▶ [Your instructions]
Can you copy every one of the entries below word for word, without changing anything?

━━━━━ Records shown

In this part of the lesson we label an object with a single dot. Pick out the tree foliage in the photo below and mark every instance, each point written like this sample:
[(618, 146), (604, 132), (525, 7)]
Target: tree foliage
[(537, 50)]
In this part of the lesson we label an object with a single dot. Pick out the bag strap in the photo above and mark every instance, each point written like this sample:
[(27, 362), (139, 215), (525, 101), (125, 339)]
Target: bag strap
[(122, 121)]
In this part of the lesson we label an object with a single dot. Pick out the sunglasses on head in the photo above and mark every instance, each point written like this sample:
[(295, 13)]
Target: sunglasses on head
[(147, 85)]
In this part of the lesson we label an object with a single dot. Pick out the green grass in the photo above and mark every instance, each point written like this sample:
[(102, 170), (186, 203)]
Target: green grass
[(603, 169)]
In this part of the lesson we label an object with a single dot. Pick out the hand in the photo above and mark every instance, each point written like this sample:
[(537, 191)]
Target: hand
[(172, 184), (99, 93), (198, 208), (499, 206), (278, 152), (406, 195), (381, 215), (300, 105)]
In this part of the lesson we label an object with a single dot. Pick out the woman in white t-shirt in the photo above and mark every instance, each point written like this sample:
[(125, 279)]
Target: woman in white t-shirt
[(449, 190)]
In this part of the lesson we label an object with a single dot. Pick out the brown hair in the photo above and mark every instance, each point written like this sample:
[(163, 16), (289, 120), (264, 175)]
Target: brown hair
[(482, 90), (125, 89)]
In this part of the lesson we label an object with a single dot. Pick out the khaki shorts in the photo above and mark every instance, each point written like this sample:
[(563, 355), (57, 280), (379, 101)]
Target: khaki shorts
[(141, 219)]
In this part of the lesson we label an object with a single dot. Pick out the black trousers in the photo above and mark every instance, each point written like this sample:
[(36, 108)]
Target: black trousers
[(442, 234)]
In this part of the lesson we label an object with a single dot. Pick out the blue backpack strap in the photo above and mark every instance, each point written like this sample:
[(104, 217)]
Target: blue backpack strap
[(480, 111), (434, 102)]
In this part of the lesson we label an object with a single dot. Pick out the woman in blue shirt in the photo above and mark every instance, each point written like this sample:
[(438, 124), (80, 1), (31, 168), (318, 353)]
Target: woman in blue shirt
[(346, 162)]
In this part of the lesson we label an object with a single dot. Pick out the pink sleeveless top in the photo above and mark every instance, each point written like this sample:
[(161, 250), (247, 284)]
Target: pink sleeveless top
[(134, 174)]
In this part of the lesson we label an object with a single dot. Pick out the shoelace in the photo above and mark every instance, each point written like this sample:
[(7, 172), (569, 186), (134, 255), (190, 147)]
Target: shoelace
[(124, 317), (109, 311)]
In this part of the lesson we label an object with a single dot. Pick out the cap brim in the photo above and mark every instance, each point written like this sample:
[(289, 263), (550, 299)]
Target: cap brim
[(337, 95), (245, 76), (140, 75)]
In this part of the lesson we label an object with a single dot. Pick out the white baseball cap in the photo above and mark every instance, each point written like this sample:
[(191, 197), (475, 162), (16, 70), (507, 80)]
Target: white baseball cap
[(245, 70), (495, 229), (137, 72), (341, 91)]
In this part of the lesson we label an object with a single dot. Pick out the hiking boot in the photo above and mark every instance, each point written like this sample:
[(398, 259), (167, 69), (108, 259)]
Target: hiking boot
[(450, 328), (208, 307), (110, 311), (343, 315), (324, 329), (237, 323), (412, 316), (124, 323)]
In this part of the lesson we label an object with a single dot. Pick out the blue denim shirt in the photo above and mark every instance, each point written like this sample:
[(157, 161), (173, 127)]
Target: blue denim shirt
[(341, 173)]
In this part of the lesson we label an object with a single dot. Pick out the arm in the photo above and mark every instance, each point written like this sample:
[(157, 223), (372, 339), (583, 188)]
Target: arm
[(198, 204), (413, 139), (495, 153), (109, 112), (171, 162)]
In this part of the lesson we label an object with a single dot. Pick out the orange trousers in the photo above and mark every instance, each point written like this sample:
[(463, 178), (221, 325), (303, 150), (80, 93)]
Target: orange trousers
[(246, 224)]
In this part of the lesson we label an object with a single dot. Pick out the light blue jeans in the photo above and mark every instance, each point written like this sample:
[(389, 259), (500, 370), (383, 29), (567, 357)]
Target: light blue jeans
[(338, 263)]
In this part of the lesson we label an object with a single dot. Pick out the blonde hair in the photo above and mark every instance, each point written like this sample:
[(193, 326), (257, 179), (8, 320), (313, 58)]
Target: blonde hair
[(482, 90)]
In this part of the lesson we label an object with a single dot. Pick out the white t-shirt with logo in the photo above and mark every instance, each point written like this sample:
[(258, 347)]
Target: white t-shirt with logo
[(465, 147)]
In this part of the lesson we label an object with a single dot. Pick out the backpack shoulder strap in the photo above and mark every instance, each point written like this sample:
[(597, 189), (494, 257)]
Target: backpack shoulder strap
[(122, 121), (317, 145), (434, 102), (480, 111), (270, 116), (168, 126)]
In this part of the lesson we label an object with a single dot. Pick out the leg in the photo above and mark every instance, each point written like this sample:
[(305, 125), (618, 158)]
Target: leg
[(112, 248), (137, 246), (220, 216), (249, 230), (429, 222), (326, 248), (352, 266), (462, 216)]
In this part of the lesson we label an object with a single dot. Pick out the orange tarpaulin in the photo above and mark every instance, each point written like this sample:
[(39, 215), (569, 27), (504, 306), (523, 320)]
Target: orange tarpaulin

━━━━━━━━━━

▶ [Worked solution]
In this part of the lesson we label an object with a single dot. Pick out the tree foliage in the photo below and mark every instance, each point written like this sample:
[(618, 146), (604, 132), (525, 7)]
Target: tree foliage
[(537, 50)]
In this part of the lesson we label an object with a single dot. Pick out the bag strap in the photo above and mark every instance, each point written like this sample:
[(27, 362), (139, 215), (525, 101), (125, 339)]
Target: bag strap
[(122, 121)]
In this part of the lesson we label an object with a single dot. Pick out the sunglasses on head in the photo above and mark every instance, each point written like this sample:
[(295, 13)]
Target: sunglasses on head
[(147, 85)]
In this part of the lesson we label an object with a single dot. Pick out the green grass in the photo above and mark every instance, each point written like this sample:
[(102, 170), (186, 203)]
Target: green grass
[(603, 169)]
In this part of the lesson we label an object with a single dot. Pick out the hand in the photo above and mark every instance, each point written like this sample:
[(537, 191)]
Target: hand
[(172, 184), (99, 93), (198, 208), (499, 206), (278, 152), (406, 195), (381, 215), (300, 105)]
In this part of the lesson we label an object with a single dot. Pick out the woman in white t-shirt in the photo above and mark every instance, each point written like this sample:
[(125, 279)]
Target: woman in white t-shirt
[(449, 190)]
In this part of the lesson we label an object with a single dot. Pick out the brown hair in the photo above and mark every instance, each point written like this sample:
[(163, 16), (289, 120), (264, 175)]
Target: brown hair
[(482, 90), (125, 89)]
In this part of the lesson we label an object with a single dot. Pick out the khaki shorts in the photo above and mark every instance, each point written like this sample:
[(563, 355), (57, 280), (379, 101)]
Target: khaki shorts
[(141, 219)]
In this part of the lesson we label an object with a single dot. Pick out the black trousers in the photo above and mark every instance, each point written like this sample:
[(36, 108)]
Target: black trousers
[(442, 234)]
In this part of the lesson we label an object with a single dot. Pick out the blue backpack strap in the photo above and mark every instance, each point written like this sample:
[(104, 217)]
Target: blue backpack strap
[(480, 111), (434, 102)]
In this part of the lesson we label an object with a single dot. Pick out the woman in blue shirt in the photo above and mark every instance, each point written like this sample:
[(438, 124), (80, 1), (31, 168), (318, 353)]
Target: woman in blue shirt
[(346, 162)]
In this part of the lesson we label an object with a single dot. Pick out the pink sleeveless top in the photo above and mark every instance, each point written like this sample:
[(161, 250), (247, 284)]
Target: pink sleeveless top
[(134, 174)]
In this part of the lesson we label an object with a single dot. Pick out the shoelace in the photo above and mark every instance, each point written like this sample:
[(7, 172), (569, 186), (134, 255), (190, 147)]
Target: shoelace
[(124, 317), (109, 311)]
In this part of the lesson we label an object with a single dot. Pick out the cap brim in the photo above and mark every instance, each point written like this sample:
[(289, 263), (550, 299)]
Target: cap brim
[(337, 95), (245, 76), (140, 75)]
In this part of the lesson we label an object with a single dot. Pick out the white baseball cap in the photo above and mark every instance, each point written like this sample:
[(191, 197), (475, 162), (16, 70), (507, 80)]
Target: white baseball cap
[(245, 70), (495, 229), (137, 72), (341, 91)]
In this part of the lesson we label an object with a single dot. Pick out the hiking boot in the photo above and mark every instance, each point written like this sample:
[(398, 259), (167, 69), (108, 259)]
Target: hiking boot
[(450, 328), (208, 307), (110, 311), (343, 315), (324, 329), (237, 323), (412, 316), (124, 323)]
In this part of the lesson we label an object with a single dot. Pick out the blue denim shirt in the photo above and mark every instance, each point written like this sample:
[(157, 161), (173, 127)]
Target: blue denim shirt
[(341, 173)]
In this part of the lesson we label an object with a single dot. Pick out the arm in the photo above and mark every instance, each point written like this sample:
[(157, 223), (372, 339), (583, 188)]
Target: arm
[(198, 204), (413, 139), (495, 153), (109, 112), (171, 162)]
In this part of the lesson we label an object with a single dot. Pick out the orange trousers in the photo above and mark every instance, each point written like this sample:
[(463, 178), (221, 325), (303, 150), (80, 93)]
Target: orange trousers
[(246, 224)]
In this part of the lesson we label an object with a single dot. Pick out the light blue jeans in the photo above and mark every instance, each point written like this sample:
[(389, 259), (500, 370), (383, 29), (567, 357)]
Target: light blue jeans
[(338, 263)]
In this part of the lesson we label an object with a single dot. Pick out the blonde hair in the photo above and mark every instance, each point written like this sample:
[(193, 326), (257, 179), (8, 320), (313, 58)]
Target: blonde hair
[(482, 90)]
In this part of the lesson we label an object with a single dot. Pick out the white t-shirt with logo in the photo above and mark every instance, each point written like this sample:
[(258, 347)]
Target: white t-shirt with logo
[(465, 147)]
In this part of the lesson we label an object with a single dot. Pick out the backpack shoulder strap in the photo above and mark every instance, each point written like this sample:
[(597, 189), (494, 257)]
Target: backpack shoulder strap
[(122, 121), (317, 145), (434, 102), (480, 111), (270, 116), (168, 126)]
In this part of the lesson we label an object with a single dot. Pick out the leg in the photo above and mark every instance, each point written like this sample:
[(305, 125), (618, 158)]
Target: leg
[(112, 248), (137, 246), (220, 216), (249, 230), (429, 222), (326, 248), (352, 266), (462, 216)]
In this part of the lesson we label an object with a single dot. Pick out the orange tarpaulin in the photo above and mark every instance, each point written like this sample:
[(39, 215), (569, 27), (504, 306), (523, 320)]
Target: orange tarpaulin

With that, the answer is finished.